_ISTRUZIONI DEL COMPITO_
Puoi riscrivere il testo sul green pass partendo dalle parole "Le dittature iniziano" e fermandoti dopo "immondo della Storia.", cambiando "RSA" in "casa di riposo"?

_TESTO ESTRATTO_

---+---

Le dittature iniziano picchiando i giornalisti, non con il green pass, l'ha ricordato il mio direttore Francesco Cancellato.
Serve ricordarlo a tutti.
Non che io senta odore di dittatura, ma visto che la richiesta di vaccinarsi contro la più grave pandemia della storia contemporanea viene fatta passare come tale, forse è bene ricordarlo: le dittature non iniziano impedendo a una persona non vaccinata di entrare in una RSA.
Le dittature non iniziano chiedendo alle persone di vaccinarsi per proteggere se stessi e le persone più vulnerabili, penso ad esempio alle persone immunodepresse che davvero non possono vaccinarsi.
Le immagini dei campi di concentramento per paragonare il green pass agli ebrei a cui era impedito l'accesso nei negozi ariani, forse sono un tantinello un'assurdità, possiamo dirlo? Anzi urliamolo: rappresentano un utilizzo immondo della Storia.
I bambini usciti dai camini di Auschwitz ed esibiti in foto durante i cortei sono una mancanza di consapevolezza umana, e di conseguenza anche storica. Eppure quelle immagini le abbiamo viste nelle manifestazioni no green pass in tutta Italia: foto con la svastica accanto alla siringa del vaccino, o il passaporto verde.

---+---

_INSIEME DI RECORD_
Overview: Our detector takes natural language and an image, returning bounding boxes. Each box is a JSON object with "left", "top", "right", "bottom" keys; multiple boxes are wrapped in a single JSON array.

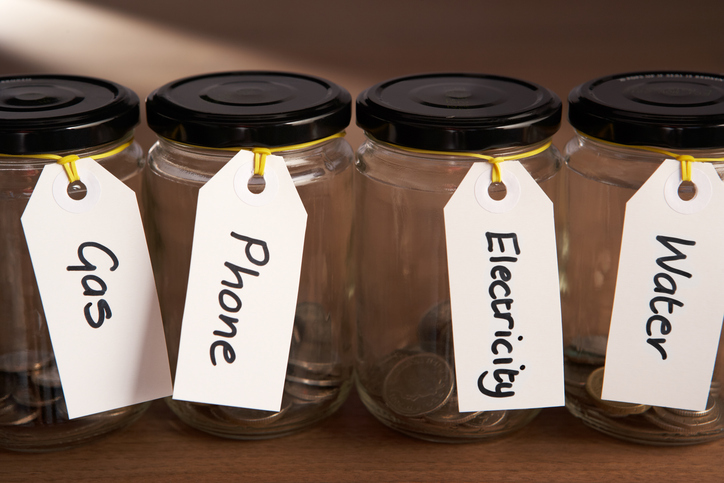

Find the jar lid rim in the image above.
[
  {"left": 146, "top": 71, "right": 352, "bottom": 148},
  {"left": 0, "top": 74, "right": 140, "bottom": 155},
  {"left": 356, "top": 72, "right": 561, "bottom": 151},
  {"left": 568, "top": 71, "right": 724, "bottom": 149}
]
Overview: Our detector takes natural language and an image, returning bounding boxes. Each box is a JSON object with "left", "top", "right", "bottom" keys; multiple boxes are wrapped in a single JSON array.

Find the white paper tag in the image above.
[
  {"left": 21, "top": 158, "right": 172, "bottom": 418},
  {"left": 173, "top": 151, "right": 307, "bottom": 411},
  {"left": 603, "top": 160, "right": 724, "bottom": 411},
  {"left": 445, "top": 161, "right": 564, "bottom": 412}
]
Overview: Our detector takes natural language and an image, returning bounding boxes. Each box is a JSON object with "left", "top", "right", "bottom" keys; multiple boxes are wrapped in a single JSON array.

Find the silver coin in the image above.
[
  {"left": 0, "top": 404, "right": 40, "bottom": 426},
  {"left": 382, "top": 352, "right": 454, "bottom": 417},
  {"left": 284, "top": 381, "right": 340, "bottom": 404},
  {"left": 666, "top": 396, "right": 719, "bottom": 418},
  {"left": 287, "top": 374, "right": 344, "bottom": 387},
  {"left": 0, "top": 350, "right": 53, "bottom": 372},
  {"left": 653, "top": 407, "right": 721, "bottom": 432}
]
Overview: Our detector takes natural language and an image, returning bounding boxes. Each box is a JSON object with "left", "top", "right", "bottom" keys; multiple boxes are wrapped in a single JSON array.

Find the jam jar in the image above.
[
  {"left": 144, "top": 71, "right": 354, "bottom": 439},
  {"left": 557, "top": 71, "right": 724, "bottom": 444},
  {"left": 0, "top": 75, "right": 148, "bottom": 451}
]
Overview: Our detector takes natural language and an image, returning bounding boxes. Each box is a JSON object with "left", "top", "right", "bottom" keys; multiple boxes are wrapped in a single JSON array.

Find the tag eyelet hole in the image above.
[
  {"left": 246, "top": 174, "right": 266, "bottom": 195},
  {"left": 488, "top": 182, "right": 508, "bottom": 201},
  {"left": 678, "top": 181, "right": 697, "bottom": 201},
  {"left": 66, "top": 180, "right": 88, "bottom": 201}
]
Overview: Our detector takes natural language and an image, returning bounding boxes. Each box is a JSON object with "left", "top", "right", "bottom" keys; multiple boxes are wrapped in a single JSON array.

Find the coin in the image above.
[
  {"left": 0, "top": 350, "right": 53, "bottom": 372},
  {"left": 211, "top": 400, "right": 291, "bottom": 427},
  {"left": 666, "top": 396, "right": 718, "bottom": 418},
  {"left": 382, "top": 352, "right": 454, "bottom": 417},
  {"left": 284, "top": 381, "right": 339, "bottom": 404},
  {"left": 287, "top": 374, "right": 344, "bottom": 387},
  {"left": 461, "top": 411, "right": 508, "bottom": 432},
  {"left": 653, "top": 406, "right": 721, "bottom": 432},
  {"left": 586, "top": 367, "right": 651, "bottom": 416},
  {"left": 425, "top": 395, "right": 482, "bottom": 426}
]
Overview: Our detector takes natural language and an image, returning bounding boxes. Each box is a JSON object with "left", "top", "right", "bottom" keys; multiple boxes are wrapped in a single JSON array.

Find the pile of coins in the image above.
[
  {"left": 171, "top": 302, "right": 351, "bottom": 439},
  {"left": 358, "top": 301, "right": 538, "bottom": 440},
  {"left": 565, "top": 336, "right": 724, "bottom": 444}
]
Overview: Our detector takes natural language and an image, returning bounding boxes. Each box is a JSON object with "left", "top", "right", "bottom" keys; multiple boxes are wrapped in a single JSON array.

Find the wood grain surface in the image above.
[{"left": 0, "top": 392, "right": 724, "bottom": 482}]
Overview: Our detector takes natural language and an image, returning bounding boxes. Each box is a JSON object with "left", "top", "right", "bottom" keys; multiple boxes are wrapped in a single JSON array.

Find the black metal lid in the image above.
[
  {"left": 0, "top": 75, "right": 140, "bottom": 154},
  {"left": 568, "top": 71, "right": 724, "bottom": 149},
  {"left": 357, "top": 73, "right": 561, "bottom": 151},
  {"left": 146, "top": 71, "right": 352, "bottom": 148}
]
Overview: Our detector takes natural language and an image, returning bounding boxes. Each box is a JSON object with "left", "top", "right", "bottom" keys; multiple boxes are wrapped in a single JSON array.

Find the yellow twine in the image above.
[
  {"left": 394, "top": 141, "right": 551, "bottom": 183},
  {"left": 173, "top": 131, "right": 347, "bottom": 176},
  {"left": 0, "top": 139, "right": 133, "bottom": 183},
  {"left": 578, "top": 132, "right": 724, "bottom": 181}
]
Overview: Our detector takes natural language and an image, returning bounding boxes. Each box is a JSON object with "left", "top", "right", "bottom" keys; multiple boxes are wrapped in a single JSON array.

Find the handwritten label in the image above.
[
  {"left": 22, "top": 158, "right": 172, "bottom": 418},
  {"left": 445, "top": 161, "right": 564, "bottom": 412},
  {"left": 603, "top": 160, "right": 724, "bottom": 411},
  {"left": 173, "top": 151, "right": 307, "bottom": 411}
]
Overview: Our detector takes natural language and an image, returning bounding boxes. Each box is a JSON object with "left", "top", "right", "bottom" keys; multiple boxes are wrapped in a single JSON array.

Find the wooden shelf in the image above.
[{"left": 0, "top": 393, "right": 724, "bottom": 483}]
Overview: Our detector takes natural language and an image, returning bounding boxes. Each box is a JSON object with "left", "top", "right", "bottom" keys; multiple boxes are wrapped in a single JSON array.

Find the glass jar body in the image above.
[
  {"left": 355, "top": 138, "right": 562, "bottom": 442},
  {"left": 556, "top": 134, "right": 724, "bottom": 444},
  {"left": 0, "top": 133, "right": 149, "bottom": 451},
  {"left": 144, "top": 139, "right": 353, "bottom": 439}
]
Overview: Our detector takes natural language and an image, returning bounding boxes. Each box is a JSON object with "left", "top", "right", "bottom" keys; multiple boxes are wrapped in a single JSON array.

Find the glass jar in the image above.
[
  {"left": 355, "top": 74, "right": 562, "bottom": 442},
  {"left": 0, "top": 75, "right": 148, "bottom": 451},
  {"left": 144, "top": 72, "right": 354, "bottom": 439},
  {"left": 557, "top": 72, "right": 724, "bottom": 444}
]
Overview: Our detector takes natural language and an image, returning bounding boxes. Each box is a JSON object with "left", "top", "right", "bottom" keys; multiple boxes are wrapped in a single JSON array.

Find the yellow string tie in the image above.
[
  {"left": 251, "top": 148, "right": 272, "bottom": 176},
  {"left": 0, "top": 139, "right": 133, "bottom": 183},
  {"left": 578, "top": 132, "right": 724, "bottom": 181},
  {"left": 394, "top": 141, "right": 551, "bottom": 183},
  {"left": 191, "top": 131, "right": 347, "bottom": 176},
  {"left": 57, "top": 154, "right": 80, "bottom": 183}
]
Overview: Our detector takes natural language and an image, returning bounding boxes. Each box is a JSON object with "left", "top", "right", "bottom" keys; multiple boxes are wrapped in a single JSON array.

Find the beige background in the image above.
[{"left": 0, "top": 0, "right": 724, "bottom": 148}]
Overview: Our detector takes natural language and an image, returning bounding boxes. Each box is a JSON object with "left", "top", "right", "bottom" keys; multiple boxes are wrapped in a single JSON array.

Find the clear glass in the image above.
[
  {"left": 0, "top": 133, "right": 148, "bottom": 451},
  {"left": 355, "top": 137, "right": 562, "bottom": 442},
  {"left": 144, "top": 135, "right": 354, "bottom": 439},
  {"left": 556, "top": 134, "right": 724, "bottom": 444}
]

---+---

_RISULTATO QUI SOTTO_
Le dittature iniziano picchiando i giornalisti, non con il green pass, l'ha ricordato il mio direttore Francesco Cancellato.
Serve ricordarlo a tutti.
Non che io senta odore di dittatura, ma visto che la richiesta di vaccinarsi contro la più grave pandemia della storia contemporanea viene fatta passare come tale, forse è bene ricordarlo: le dittature non iniziano impedendo a una persona non vaccinata di entrare in una casa di riposo.
Le dittature non iniziano chiedendo alle persone di vaccinarsi per proteggere se stessi e le persone più vulnerabili, penso ad esempio alle persone immunodepresse che davvero non possono vaccinarsi.
Le immagini dei campi di concentramento per paragonare il green pass agli ebrei a cui era impedito l'accesso nei negozi ariani, forse sono un tantinello un'assurdità, possiamo dirlo? Anzi urliamolo: rappresentano un utilizzo immondo della Storia.